▸ **GIVEN REQUEST**: Go through the records below and copy out every line that contains the string "face". Case counts.

▸ **STORED RECORDS**:
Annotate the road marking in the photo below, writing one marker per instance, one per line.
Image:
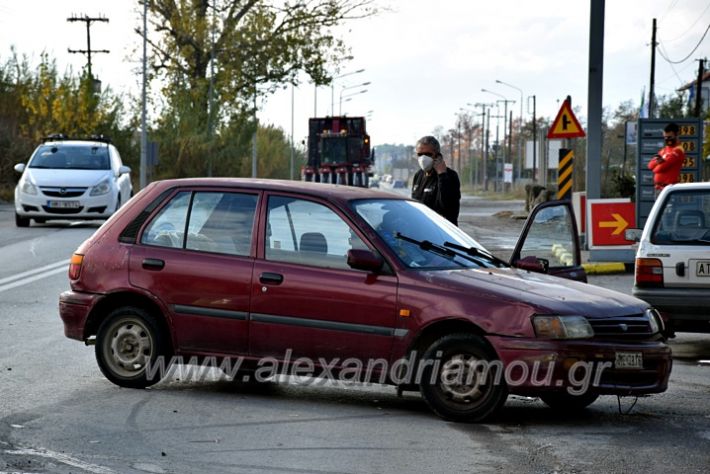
(30, 276)
(62, 458)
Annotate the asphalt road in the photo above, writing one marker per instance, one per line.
(58, 414)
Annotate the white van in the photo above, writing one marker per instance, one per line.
(673, 258)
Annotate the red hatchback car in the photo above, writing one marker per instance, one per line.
(311, 280)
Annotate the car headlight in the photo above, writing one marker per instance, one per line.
(28, 187)
(102, 188)
(655, 320)
(562, 327)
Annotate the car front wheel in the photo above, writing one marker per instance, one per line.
(21, 221)
(131, 349)
(462, 379)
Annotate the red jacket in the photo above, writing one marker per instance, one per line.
(667, 171)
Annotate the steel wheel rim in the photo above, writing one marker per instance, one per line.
(128, 347)
(463, 380)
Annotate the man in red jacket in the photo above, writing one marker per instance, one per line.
(667, 163)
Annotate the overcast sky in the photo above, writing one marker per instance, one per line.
(425, 60)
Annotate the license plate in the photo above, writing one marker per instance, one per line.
(702, 268)
(63, 204)
(628, 360)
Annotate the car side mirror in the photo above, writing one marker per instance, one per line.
(361, 259)
(633, 235)
(533, 264)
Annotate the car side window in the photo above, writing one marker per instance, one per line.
(550, 237)
(221, 223)
(167, 229)
(215, 221)
(305, 232)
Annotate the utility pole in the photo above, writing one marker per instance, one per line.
(534, 143)
(88, 20)
(144, 121)
(653, 71)
(699, 88)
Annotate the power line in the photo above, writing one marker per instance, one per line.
(689, 54)
(688, 29)
(664, 56)
(88, 20)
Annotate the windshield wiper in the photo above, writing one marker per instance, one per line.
(440, 250)
(476, 252)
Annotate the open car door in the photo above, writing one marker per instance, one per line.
(549, 242)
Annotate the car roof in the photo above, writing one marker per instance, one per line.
(334, 192)
(689, 186)
(91, 143)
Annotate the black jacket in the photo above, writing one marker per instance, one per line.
(441, 192)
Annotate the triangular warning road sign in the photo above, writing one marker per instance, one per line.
(566, 124)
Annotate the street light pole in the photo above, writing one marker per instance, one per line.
(332, 88)
(340, 110)
(505, 118)
(520, 126)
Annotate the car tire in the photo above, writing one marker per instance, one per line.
(457, 400)
(129, 342)
(568, 403)
(21, 221)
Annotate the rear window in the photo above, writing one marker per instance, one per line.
(71, 157)
(684, 219)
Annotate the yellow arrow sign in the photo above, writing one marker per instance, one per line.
(618, 222)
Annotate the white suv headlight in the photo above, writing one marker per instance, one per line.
(562, 327)
(654, 320)
(102, 188)
(27, 187)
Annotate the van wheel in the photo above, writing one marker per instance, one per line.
(568, 403)
(21, 221)
(462, 379)
(131, 349)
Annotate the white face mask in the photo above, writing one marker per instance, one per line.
(426, 162)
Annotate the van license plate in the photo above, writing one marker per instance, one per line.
(702, 268)
(63, 204)
(628, 360)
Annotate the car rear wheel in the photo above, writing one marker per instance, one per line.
(131, 349)
(461, 378)
(21, 221)
(566, 402)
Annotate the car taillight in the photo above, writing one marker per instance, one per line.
(649, 272)
(75, 266)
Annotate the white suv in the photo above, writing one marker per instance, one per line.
(71, 179)
(673, 257)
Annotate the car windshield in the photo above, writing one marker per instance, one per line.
(71, 157)
(414, 221)
(684, 219)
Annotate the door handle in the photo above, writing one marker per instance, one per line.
(153, 264)
(273, 278)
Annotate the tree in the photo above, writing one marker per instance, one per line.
(37, 101)
(216, 58)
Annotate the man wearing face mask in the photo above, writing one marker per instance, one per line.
(435, 184)
(667, 163)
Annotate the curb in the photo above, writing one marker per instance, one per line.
(603, 268)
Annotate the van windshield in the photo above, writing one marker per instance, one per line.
(71, 157)
(684, 219)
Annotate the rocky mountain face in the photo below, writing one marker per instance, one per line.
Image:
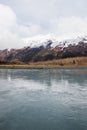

▸ **OUTPUT OF THE EXERCISE**:
Annotate the white face mask in the photo above, writing one marker per instance, one per line.
Annotate the man wearing face mask in the photo above, writing one marker per instance, one per line.
Annotate the rocky mountain face in the photo below, writing one marker per instance, one per line.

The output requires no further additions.